# Task to carry out:
Please write back every entry exactly, character for character.

(Collected data entries)
========
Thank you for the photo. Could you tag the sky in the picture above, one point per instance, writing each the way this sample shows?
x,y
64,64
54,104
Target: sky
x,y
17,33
========
# Reply:
Thank you for the photo. Could you tag the sky in the picture above, one point per instance, writing each the way this sample shows?
x,y
64,64
54,104
Target: sky
x,y
17,33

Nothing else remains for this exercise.